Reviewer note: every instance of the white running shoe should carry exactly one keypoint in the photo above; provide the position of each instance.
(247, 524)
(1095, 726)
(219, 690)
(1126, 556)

* * * *

*BRIEF*: Repeat the whole listing exactly, keeping every line intact.

*FINISHED TASK*:
Reviewer note: every instance of the white running shoe should carry exactly one keypoint in the photo above; provide the position of each instance.
(247, 524)
(1095, 726)
(219, 690)
(1126, 556)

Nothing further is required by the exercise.